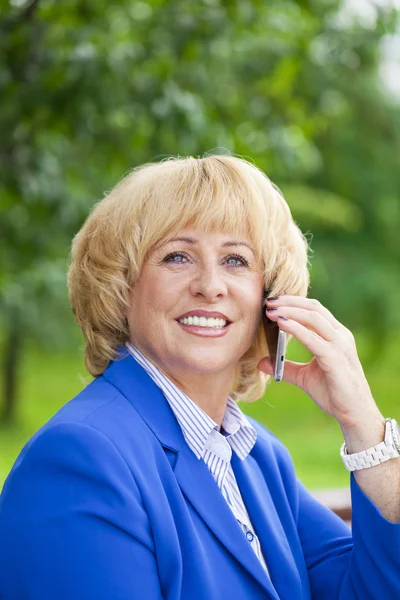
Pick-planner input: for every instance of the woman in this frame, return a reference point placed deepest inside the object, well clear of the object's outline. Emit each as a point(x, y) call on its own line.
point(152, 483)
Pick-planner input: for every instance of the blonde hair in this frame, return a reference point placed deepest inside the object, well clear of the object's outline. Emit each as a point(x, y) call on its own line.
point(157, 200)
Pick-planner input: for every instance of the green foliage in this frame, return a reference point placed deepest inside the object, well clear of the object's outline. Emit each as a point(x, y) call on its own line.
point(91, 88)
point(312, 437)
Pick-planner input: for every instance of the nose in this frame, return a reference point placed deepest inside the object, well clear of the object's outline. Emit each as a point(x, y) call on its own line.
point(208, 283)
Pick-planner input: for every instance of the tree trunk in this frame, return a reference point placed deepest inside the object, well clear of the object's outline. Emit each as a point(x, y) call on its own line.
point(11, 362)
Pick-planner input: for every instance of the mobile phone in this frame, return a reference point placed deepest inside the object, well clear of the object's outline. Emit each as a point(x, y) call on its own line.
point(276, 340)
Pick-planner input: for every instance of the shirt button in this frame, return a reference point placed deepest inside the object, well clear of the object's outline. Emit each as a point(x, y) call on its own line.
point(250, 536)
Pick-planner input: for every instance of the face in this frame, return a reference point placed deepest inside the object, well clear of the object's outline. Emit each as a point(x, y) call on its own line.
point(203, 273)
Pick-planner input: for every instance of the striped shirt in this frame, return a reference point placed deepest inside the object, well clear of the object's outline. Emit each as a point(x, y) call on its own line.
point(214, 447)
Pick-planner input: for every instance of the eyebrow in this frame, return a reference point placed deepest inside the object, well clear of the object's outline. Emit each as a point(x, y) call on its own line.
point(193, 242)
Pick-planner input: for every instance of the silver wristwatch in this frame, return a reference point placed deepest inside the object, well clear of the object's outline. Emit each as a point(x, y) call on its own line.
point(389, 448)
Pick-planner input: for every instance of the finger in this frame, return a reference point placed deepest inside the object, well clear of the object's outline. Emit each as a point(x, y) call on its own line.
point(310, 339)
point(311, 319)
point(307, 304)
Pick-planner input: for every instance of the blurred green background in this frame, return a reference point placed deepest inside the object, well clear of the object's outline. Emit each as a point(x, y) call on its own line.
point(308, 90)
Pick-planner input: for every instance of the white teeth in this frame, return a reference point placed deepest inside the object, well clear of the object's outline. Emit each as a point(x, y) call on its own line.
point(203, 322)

...

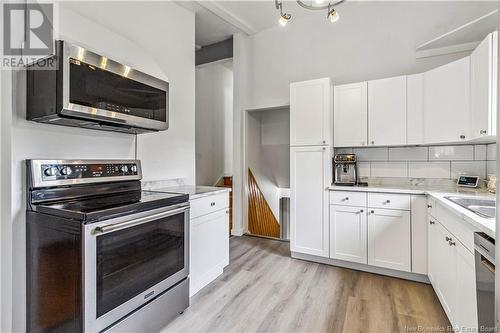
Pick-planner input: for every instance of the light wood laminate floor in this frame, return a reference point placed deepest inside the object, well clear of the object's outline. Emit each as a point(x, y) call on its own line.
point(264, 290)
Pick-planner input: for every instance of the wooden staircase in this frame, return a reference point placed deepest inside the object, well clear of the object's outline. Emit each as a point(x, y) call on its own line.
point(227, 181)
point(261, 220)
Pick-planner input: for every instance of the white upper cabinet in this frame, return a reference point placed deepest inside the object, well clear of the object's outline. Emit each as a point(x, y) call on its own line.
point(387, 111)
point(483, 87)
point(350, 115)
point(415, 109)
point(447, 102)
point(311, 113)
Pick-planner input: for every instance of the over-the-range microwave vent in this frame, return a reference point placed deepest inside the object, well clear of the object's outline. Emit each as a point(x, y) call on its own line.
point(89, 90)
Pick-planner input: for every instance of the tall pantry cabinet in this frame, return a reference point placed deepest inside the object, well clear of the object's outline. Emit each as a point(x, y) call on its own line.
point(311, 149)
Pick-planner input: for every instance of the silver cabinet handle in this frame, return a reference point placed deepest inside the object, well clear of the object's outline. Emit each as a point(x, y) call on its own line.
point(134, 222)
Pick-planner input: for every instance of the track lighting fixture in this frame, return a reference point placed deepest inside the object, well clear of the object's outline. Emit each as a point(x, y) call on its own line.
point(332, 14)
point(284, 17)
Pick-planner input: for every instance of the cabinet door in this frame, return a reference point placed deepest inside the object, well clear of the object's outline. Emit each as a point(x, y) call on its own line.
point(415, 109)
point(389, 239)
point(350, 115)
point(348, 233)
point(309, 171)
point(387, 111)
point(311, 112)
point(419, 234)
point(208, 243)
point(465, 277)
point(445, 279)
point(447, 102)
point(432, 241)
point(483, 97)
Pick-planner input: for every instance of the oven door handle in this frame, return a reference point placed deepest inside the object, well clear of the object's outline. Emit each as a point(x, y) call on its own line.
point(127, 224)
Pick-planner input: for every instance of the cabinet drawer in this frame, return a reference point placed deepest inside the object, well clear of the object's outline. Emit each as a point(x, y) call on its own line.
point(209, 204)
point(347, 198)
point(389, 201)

* * *

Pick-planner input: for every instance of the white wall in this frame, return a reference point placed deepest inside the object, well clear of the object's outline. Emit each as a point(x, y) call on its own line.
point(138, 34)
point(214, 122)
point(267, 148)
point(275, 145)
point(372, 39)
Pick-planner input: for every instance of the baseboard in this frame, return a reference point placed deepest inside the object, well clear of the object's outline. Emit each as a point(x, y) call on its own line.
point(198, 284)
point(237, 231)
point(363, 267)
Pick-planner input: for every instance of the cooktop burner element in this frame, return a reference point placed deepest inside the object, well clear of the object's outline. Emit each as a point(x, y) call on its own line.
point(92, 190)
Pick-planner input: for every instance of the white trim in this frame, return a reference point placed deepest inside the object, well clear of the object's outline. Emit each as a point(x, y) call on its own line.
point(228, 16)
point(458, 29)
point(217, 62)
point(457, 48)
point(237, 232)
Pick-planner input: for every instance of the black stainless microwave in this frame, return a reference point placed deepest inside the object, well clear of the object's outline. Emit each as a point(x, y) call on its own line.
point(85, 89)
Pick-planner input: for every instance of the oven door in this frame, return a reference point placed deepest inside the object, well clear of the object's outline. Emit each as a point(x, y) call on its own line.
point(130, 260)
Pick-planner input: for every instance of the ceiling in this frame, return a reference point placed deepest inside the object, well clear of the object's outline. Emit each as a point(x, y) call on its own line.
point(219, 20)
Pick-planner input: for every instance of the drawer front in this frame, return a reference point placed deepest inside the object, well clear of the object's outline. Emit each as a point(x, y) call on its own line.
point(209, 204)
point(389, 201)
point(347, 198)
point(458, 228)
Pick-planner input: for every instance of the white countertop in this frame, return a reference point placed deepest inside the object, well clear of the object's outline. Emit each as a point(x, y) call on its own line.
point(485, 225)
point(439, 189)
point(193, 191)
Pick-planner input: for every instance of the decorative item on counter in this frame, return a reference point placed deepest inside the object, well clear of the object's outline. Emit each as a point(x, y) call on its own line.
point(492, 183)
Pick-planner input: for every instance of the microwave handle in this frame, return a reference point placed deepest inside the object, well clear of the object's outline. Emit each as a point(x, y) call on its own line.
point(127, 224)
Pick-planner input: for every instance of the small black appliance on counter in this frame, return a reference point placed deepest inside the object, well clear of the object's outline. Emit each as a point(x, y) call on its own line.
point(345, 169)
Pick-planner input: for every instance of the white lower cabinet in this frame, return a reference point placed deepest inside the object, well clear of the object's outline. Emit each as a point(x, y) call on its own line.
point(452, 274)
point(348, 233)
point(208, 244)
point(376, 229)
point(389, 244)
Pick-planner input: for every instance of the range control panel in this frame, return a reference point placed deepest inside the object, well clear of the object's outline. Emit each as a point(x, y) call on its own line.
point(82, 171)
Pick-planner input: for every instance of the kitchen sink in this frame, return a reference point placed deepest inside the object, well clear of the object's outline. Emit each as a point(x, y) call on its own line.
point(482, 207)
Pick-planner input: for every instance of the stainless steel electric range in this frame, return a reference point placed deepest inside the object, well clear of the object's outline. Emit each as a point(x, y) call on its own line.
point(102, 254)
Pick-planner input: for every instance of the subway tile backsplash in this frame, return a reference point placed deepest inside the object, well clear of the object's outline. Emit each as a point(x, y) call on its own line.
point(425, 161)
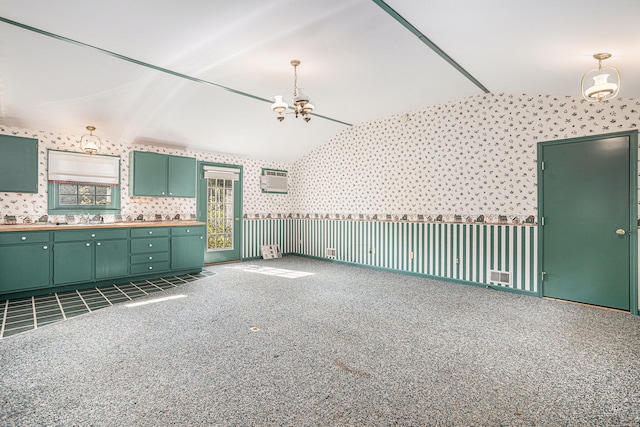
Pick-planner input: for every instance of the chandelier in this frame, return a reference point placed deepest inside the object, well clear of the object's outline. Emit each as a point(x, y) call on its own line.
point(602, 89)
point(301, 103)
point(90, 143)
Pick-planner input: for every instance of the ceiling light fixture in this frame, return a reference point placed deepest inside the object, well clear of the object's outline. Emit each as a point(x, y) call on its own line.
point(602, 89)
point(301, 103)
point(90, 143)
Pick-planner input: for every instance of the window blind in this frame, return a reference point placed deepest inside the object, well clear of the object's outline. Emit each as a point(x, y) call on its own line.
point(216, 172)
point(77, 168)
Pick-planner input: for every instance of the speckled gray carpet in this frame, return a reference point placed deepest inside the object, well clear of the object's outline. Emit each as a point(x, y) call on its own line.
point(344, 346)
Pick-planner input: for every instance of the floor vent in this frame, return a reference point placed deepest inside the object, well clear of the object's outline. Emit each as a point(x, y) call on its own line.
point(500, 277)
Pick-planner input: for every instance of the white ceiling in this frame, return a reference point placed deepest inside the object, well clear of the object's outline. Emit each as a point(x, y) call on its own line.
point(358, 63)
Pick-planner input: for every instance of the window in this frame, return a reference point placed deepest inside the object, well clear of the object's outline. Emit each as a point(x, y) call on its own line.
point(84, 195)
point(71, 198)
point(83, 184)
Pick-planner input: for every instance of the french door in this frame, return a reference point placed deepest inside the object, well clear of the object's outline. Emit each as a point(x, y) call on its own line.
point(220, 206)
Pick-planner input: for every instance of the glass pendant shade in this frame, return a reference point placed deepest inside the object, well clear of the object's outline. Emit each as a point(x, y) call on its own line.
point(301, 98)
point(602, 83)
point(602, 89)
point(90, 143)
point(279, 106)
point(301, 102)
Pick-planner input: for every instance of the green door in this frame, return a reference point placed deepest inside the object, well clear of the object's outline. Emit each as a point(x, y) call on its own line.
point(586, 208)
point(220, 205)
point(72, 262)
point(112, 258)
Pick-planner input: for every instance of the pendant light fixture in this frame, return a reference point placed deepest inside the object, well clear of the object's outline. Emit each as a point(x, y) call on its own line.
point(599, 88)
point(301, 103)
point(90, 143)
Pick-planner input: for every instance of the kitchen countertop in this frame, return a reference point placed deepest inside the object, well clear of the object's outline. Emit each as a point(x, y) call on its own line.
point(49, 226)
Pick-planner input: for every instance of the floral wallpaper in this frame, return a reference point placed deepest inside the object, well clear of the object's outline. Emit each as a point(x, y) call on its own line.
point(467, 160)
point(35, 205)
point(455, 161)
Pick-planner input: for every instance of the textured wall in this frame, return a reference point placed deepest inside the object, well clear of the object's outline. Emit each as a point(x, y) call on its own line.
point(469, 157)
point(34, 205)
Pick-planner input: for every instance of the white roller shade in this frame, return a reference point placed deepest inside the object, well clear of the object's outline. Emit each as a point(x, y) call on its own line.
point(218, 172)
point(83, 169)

§ **TO DO**
Extract every line above that contains the string "face". Letter case counts.

§ **SOLVED EXERCISE**
Pick-planner input: for every instance of the face in this frame, return a reference point placed deepest inside the object, well clear of the object's outline. Emit each as a point(x, y) call on its own line.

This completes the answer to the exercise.